#### Page extract
Caego is a village in Wrexham County Borough, Wales, immediately to the west of the city of Wrexham in the community of Broughton. It is contiguous with the neighbouring larger village of New Broughton; the main road passing through the centre of the village is the B5101. Its name can perhaps be translated as "the field (cae) of the smith".

The village lies in the parish of Berse, whose name has the same origin as the nearby village of Bersham. The name, still sometimes applied to the area of Caego, was originally that of a common and later came to apply to the whole township of Berse or Bersham; it may be based on an Old English personal name or on the Middle English word "berse", meaning a hedge of osiers. Nearby farms are still known as Higher Berse and Little Berse. Berse parish, however, was created only in June 1934, when it was formed from parts of the parishes of Rhosddu and Wrexham, while most of the houses making up Caego village were built in the 1930s or later. Many of the pre-World War II houses were built by the brothers, Evan and Robert Thomas Williams.

#### Recorded data
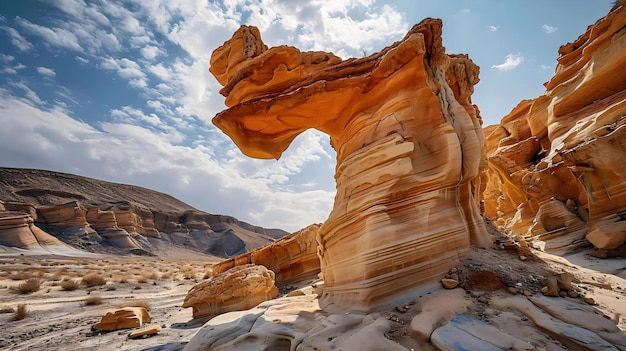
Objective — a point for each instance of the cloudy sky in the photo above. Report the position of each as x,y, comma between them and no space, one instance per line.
120,90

#### To do
**1)** Check each statement against the passage on Caego and say whether it agrees. Answer yes or no and quote the words that settle it.
(a) Caego lies to the east of the city of Wrexham.
(b) Berse parish was formed in June 1934.
(c) Most of the houses in Caego were built before the 1930s.
**2)** According to the passage on Caego, which main road passes through the center of the village?
**3)** Continue the passage on Caego from its final sentence.

#### Answers to each task
**1)**
(a) No: "immediately to the west of the city of Wrexham"
(b) Yes: "Berse parish, however, was created only in June 1934"
(c) No: "most of the houses making up Caego village were built in the 1930s or later"

**2)** The B5101.

**3)**
The village's main landmark is the small eighteenth-century Berse (or Berse Drelincourt) Parish Church, which is now Grade II listed. Originally known as the "Capel Madam", it was built in 1742 by Mrs Mary Drelincourt, widow of Peter or Pierre Drelincourt (1644–1722), the Dean of Armagh, and was originally attached to a small girls' charity school. The church, which does not have a specific dedication, was consecrated in 1759, enlarged in 1828 (to accommodate pews for landowners Thomas Hayes of Gatewen Hall, and Thomas Fitzhugh of Plas Power), and restored in 1862. As of 2010 the church has been taken out of use and put up for sale by the Church in Wales.

The Great Western Railway's branch to the Moss Valley ran through the village until the 1930s. It was reinstated for a period in the 1960s and 1970s to serve a coal disposal point at Gatewen.